* begin Extract *

# 5th Grade Science Fair Project Ideas?



## [email protected] (Jul 17, 2008)

If you have a good camera, spawn Zebra Danios and show the embryo development over a couple of weeks.


----------



## Twimbo (Oct 10, 2009)

Any ideas involving snail reproduction??? MTS or pond snails?


----------



## Chrisinator (Jun 5, 2008)

I would do if snail eggs would develop better in water with salt or something like that or planted tanks?


----------



## hydrophyte (Mar 1, 2009)

Snail herbivory might be kind of interesting too. You could have a tank with a barrier impermeable to snails down the middle and with snails on one side but absent form the other side. Of course, the snails would evnetually get across the barrier but you could see some interesting effects in a few weeks.


----------



## mistergreen (Dec 9, 2006)

I think you can find blue, red rams horn snails. You can do experiments on inheritance.

Same with guppies.


----------



## Twimbo (Oct 10, 2009)

Any ideas on what we could do with guppies (can't harm them) or plants that we could do in about three weeks? 

Elena (daughter)


----------



## [email protected] (Jul 17, 2008)

Three weeks?
The only thing in any of the posts above, that you could accomplish in three weeks, is the amount of algae in two different "identical" tanks using vastly different light sources. 

Or the amount of algae growing in two different tanks under the same light but with vastly different water conditions. A blackwater tank and a freshwater tank for instance. Put the tanks long side by long side and use a 24" strip light. 

Good luck.


----------



## Hoppy (Dec 24, 2005)

At the California State Fair every year the 4H kids bring in sows to give birth to their babies during the fair. People get to watch the whole process for the two weeks of the fair. I have found that my grandchildren always love to see that part of the fair. And, that suggests to me that a simple experiment with a couple of guppy females and a male one, in a 10 gallon tank, with a few plants, to show the difference would be a hit. The females should deliver at least 10 babies apiece, so the demonstration would show how live bearing fish do their thing.


----------



## Twimbo (Oct 10, 2009)

From Elena (5th Grader)

* end Extract *
* begin Extracted records *

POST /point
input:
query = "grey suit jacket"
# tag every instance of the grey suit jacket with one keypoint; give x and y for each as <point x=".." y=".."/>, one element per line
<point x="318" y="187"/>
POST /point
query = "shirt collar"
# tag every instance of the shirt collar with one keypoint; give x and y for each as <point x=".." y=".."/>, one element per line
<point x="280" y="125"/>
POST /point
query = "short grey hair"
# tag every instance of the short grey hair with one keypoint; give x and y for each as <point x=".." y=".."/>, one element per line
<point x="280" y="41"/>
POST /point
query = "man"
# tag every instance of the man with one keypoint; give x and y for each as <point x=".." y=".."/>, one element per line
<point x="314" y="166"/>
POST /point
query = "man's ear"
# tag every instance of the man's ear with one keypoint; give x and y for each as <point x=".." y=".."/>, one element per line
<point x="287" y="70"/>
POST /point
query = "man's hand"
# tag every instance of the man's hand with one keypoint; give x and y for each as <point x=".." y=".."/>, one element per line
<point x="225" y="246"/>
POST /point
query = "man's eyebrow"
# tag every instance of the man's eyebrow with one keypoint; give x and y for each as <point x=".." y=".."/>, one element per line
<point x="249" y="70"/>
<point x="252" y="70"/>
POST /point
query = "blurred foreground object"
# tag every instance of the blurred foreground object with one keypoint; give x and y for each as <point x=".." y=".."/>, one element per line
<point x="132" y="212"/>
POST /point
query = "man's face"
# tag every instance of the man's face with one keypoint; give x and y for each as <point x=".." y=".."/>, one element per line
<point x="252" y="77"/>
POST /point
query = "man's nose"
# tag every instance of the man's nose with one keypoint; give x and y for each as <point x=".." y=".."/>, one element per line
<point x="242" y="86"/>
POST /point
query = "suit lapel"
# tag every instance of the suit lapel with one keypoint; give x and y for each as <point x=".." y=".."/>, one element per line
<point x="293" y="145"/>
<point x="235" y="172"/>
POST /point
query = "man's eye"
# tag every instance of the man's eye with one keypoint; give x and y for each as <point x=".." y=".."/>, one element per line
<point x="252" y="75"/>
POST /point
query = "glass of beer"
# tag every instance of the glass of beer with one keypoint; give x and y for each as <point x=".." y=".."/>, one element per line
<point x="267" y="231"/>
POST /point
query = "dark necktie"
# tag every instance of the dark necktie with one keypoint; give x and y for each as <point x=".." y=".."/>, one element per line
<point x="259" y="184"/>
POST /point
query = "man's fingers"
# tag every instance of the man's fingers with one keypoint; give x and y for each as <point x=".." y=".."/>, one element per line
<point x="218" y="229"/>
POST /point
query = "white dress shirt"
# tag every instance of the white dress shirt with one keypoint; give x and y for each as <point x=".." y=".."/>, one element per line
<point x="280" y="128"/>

* end Extracted records *
* begin Extracted records *

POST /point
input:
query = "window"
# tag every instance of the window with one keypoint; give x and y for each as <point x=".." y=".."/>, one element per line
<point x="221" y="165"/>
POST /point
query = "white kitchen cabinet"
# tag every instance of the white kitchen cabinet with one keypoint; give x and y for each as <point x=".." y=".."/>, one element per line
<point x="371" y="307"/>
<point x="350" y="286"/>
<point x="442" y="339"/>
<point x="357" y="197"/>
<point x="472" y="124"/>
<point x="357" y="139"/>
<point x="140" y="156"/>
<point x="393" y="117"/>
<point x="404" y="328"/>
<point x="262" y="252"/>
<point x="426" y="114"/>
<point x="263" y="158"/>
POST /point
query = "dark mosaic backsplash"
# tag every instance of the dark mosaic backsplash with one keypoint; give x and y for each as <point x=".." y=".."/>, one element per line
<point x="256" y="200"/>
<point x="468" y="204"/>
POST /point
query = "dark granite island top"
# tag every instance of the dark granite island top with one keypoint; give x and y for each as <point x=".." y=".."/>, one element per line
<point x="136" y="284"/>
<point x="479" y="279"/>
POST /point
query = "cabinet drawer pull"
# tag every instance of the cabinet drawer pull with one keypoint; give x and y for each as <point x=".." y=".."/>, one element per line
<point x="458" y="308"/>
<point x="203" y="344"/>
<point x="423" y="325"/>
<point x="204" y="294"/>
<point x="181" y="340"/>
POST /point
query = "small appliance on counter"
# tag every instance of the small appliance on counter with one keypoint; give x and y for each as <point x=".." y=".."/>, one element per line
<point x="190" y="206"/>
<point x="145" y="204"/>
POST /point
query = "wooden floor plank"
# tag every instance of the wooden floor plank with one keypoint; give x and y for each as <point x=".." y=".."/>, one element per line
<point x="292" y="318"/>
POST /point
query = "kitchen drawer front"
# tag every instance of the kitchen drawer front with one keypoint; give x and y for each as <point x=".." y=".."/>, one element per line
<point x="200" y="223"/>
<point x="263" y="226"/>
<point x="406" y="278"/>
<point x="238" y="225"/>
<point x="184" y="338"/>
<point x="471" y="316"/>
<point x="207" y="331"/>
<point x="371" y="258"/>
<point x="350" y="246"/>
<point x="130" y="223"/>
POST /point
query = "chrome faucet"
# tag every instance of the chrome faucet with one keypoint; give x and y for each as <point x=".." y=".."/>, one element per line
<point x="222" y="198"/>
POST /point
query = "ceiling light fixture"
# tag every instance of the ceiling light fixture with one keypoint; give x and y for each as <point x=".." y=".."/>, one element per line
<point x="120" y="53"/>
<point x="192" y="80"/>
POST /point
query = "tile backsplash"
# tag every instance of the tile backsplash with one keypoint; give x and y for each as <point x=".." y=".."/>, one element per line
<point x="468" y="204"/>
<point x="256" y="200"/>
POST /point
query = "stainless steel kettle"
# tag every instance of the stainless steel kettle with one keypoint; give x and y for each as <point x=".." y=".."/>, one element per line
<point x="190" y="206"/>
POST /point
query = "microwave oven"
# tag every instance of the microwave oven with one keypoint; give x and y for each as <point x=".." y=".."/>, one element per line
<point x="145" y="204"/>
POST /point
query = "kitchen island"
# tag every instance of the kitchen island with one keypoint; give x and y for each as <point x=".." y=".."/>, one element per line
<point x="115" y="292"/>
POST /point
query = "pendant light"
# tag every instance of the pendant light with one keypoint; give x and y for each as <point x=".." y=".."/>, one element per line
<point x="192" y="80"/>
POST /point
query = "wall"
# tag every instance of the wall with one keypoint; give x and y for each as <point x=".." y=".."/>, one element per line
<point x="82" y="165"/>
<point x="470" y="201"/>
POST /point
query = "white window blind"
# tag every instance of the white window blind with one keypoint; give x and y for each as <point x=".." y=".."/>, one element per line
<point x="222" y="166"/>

* end Extracted records *
* begin Extracted records *

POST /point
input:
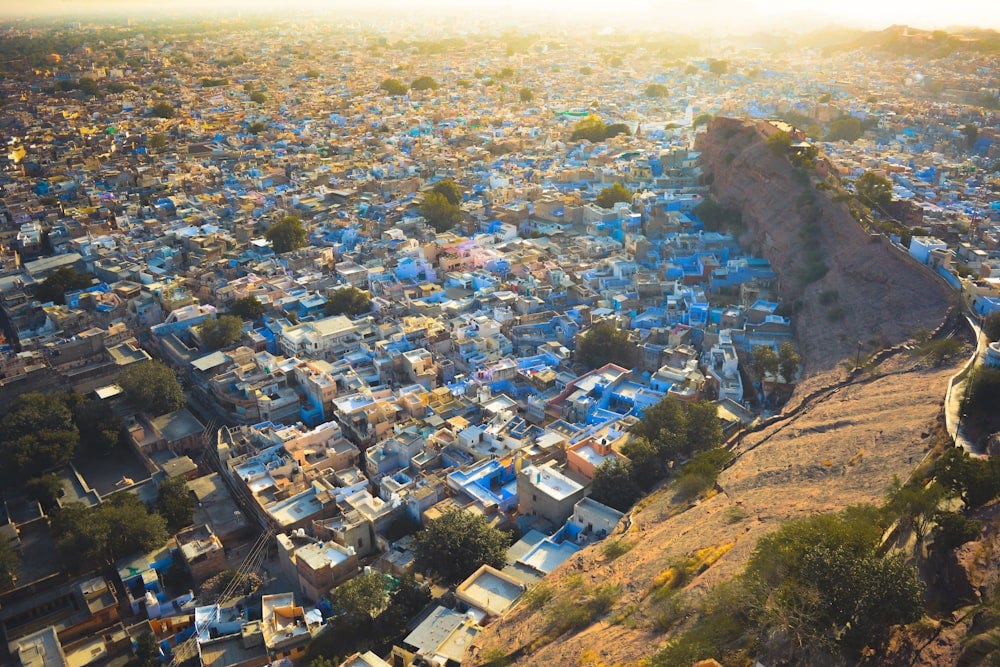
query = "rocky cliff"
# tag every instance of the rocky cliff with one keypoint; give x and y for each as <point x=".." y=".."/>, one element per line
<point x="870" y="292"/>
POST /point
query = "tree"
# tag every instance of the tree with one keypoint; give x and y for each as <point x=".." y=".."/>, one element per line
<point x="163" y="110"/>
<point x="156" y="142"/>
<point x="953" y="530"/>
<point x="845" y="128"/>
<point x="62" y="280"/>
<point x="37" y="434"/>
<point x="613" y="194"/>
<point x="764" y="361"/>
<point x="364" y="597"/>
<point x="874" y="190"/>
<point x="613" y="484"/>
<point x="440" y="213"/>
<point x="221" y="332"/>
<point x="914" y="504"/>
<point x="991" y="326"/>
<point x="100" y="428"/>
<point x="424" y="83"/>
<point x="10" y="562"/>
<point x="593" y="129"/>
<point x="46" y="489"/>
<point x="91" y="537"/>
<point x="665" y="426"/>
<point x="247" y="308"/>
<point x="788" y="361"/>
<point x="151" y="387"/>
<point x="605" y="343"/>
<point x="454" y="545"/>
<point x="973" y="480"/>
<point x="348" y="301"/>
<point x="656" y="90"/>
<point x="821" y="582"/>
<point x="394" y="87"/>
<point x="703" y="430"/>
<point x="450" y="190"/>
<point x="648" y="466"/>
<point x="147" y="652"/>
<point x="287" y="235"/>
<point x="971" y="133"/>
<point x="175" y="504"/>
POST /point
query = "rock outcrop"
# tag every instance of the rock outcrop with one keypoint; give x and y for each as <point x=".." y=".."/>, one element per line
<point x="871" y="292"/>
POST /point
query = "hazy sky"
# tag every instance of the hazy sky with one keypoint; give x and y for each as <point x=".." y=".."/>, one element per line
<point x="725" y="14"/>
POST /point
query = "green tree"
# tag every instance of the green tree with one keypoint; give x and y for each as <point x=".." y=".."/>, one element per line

* end Extracted records *

Tasks for this exercise:
A - Transcribe the passage of the science fair forum thread from "## hydrophyte (Mar" to "Same with guppies.".
B - Answer these questions using the science fair forum thread:
(i) What two colors of rams horn snails does mistergreen say can be found?
(ii) About how many weeks does Twimbo say there are to do the project?
(iii) At what event do the 4H kids bring in sows to give birth?

Solutions:
A -
## hydrophyte (Mar 1, 2009)

Snail herbivory might be kind of interesting too. You could have a tank with a barrier impermeable to snails down the middle and with snails on one side but absent form the other side. Of course, the snails would evnetually get across the barrier but you could see some interesting effects in a few weeks.


----------



## mistergreen (Dec 9, 2006)

I think you can find blue, red rams horn snails. You can do experiments on inheritance.

Same with guppies.

B -
(i) Blue and red.
(ii) About three weeks.
(iii) The California State Fair.